Stored data entries:

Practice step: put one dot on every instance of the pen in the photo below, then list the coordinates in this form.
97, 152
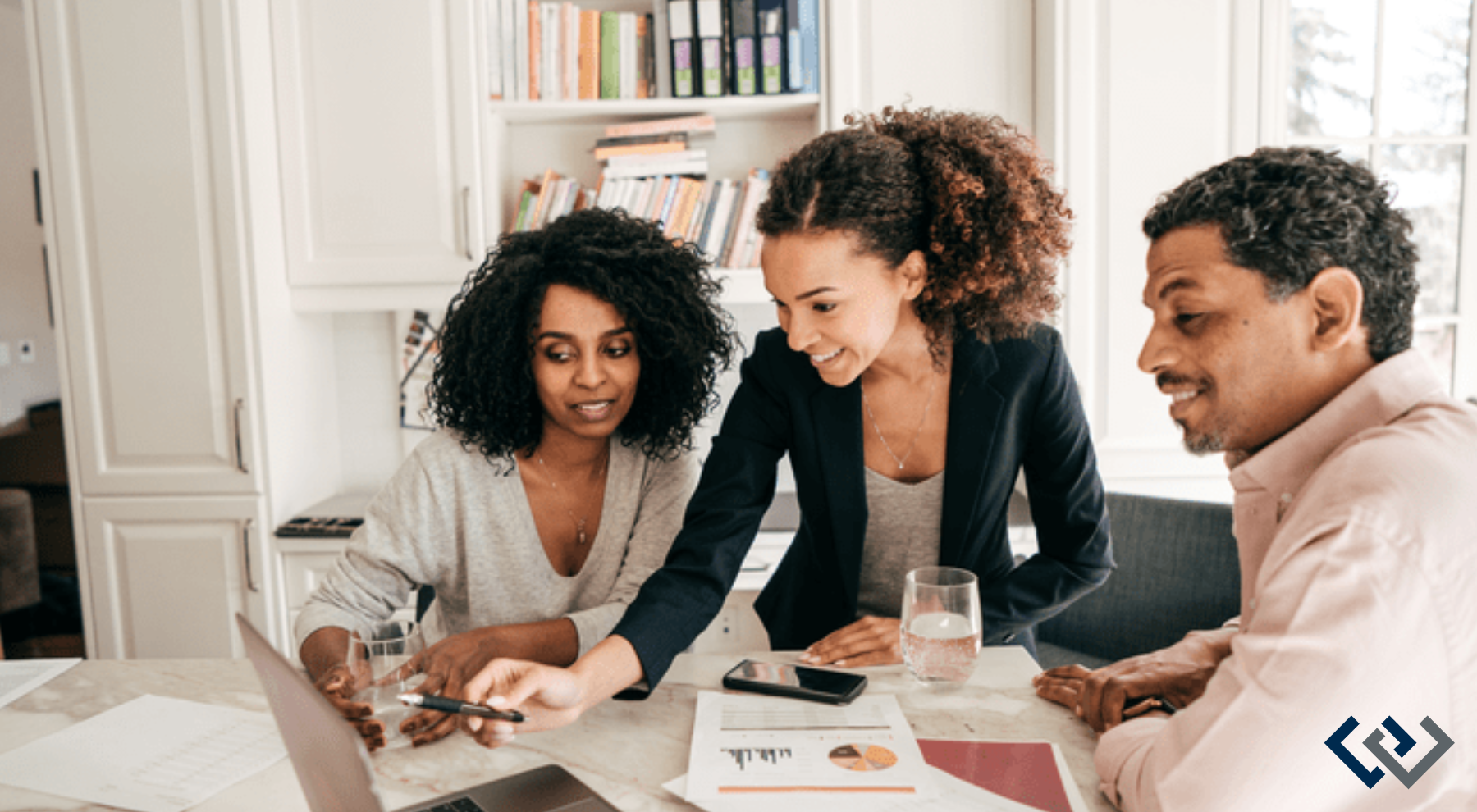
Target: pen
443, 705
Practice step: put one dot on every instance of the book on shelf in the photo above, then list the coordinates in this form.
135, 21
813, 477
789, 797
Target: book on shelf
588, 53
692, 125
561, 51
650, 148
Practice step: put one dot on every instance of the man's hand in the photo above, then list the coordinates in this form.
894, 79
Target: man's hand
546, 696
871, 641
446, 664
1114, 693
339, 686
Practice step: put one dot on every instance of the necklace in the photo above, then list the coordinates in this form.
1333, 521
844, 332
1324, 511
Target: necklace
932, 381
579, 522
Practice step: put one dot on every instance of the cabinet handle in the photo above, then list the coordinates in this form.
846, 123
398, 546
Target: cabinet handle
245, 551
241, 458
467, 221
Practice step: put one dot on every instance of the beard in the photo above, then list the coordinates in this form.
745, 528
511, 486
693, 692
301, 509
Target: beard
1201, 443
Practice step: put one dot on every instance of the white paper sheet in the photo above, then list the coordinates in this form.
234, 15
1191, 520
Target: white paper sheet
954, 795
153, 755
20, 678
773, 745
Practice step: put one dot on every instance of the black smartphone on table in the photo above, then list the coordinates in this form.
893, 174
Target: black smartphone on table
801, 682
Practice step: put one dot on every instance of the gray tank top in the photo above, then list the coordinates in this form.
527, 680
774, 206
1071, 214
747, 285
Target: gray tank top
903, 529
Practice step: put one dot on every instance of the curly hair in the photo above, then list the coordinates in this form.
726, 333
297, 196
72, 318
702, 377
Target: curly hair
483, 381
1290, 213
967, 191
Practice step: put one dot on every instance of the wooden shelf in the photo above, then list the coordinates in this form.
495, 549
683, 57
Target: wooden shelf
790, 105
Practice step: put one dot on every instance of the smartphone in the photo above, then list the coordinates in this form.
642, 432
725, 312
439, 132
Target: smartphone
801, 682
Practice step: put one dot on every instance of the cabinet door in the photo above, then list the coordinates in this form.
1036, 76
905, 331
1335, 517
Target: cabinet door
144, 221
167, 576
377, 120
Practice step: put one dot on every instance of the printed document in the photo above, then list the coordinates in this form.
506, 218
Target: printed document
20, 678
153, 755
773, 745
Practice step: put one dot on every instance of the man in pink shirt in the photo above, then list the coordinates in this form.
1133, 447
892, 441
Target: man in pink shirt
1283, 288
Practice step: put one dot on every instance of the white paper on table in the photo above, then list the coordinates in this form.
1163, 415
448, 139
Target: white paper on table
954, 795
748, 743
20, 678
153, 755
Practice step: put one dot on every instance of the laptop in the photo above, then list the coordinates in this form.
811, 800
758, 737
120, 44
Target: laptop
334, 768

## EXERCISE:
Omitting all pictures, copy the preceding entries without any alteration.

## WRITTEN RESPONSE:
Practice step: put one dot on every instance of the pen in the photo below, then list the coordinates in this form.
97, 152
Target: pen
443, 705
Practice step: put one dot on every instance of the book on shelf in the photo above, then list the coordinates in this form.
135, 21
813, 477
789, 797
Target: book on shelf
588, 53
692, 125
561, 51
650, 148
Practice step: put one dot on every instance of the man's hand in the photo above, then list the coordinates in this form.
894, 79
Target: man's hand
546, 696
871, 641
446, 664
1114, 693
339, 686
Practice step: put one dot on every instance of the necklace in the photo above, then list the coordinates in this form.
1333, 521
844, 332
1324, 511
Target: necklace
932, 381
579, 522
Practice step: put one dot on every instance of the cabinet handle in the photo above, then list the coordinates in this form.
846, 123
398, 546
Target: cabinet handle
245, 551
241, 458
467, 221
Practice step: put one dot on every instance of the beard in the photo above, then list the coordinates in this form.
745, 528
511, 486
693, 692
301, 509
Target: beard
1201, 443
Practice step: put one dot on every instance of the white paper sheet in the photo above, then list the coordinates in this form.
234, 15
1191, 520
Target: white paper sheet
954, 795
153, 755
20, 678
773, 745
Practice step: put one dot on every instance of the black smartphone on table in the photo above, then list the coordinates in this form.
893, 174
Target: black smartphone on table
801, 682
Practice step: put one dot on every instance of the gray tank top in the photo above, then list the coordinates in this form.
527, 680
774, 206
1071, 214
747, 285
Target: gray tank top
903, 529
Practice step: put one dot on every instance of the curly hair in the photo above, then list the coordinates in this form.
726, 333
297, 196
72, 318
702, 377
Target: curly hair
483, 381
1290, 213
967, 191
Practice step: put one dot on every instance of the wooden shelf in the photo above, then list the coordinates in this form.
495, 549
683, 57
Target: wooden shelf
790, 105
Practice step: put one dot on every instance of the smartphone in the photo above, then list the coordinates in this form.
642, 432
725, 312
439, 132
Target: smartphone
801, 682
Practice step: put one dot on every instance of the cabinet door in the photo above, then list the coordinates in this form.
1036, 76
905, 331
1335, 517
Target: cabinet door
144, 221
167, 576
377, 120
Practice step: put one dot on every instance of the printed document in the photo above, then list the coordinates in this form.
506, 218
Target: printed document
20, 678
153, 755
773, 745
Practice step: put one dot on every instance of the man in pink shirt in the photo above, then list the coordinates in this form.
1133, 447
892, 441
Target: man in pink shirt
1283, 288
Practice step: put one dot on every instance of the white paper on table in the photo above, then list the coordinates in this form.
1163, 415
448, 139
Target: white paper on table
954, 795
748, 743
20, 678
153, 755
Practice step: put one dot on every instance of the laptop in the photo above, then list the coordinates in this form.
811, 800
758, 737
120, 44
Target: laptop
334, 768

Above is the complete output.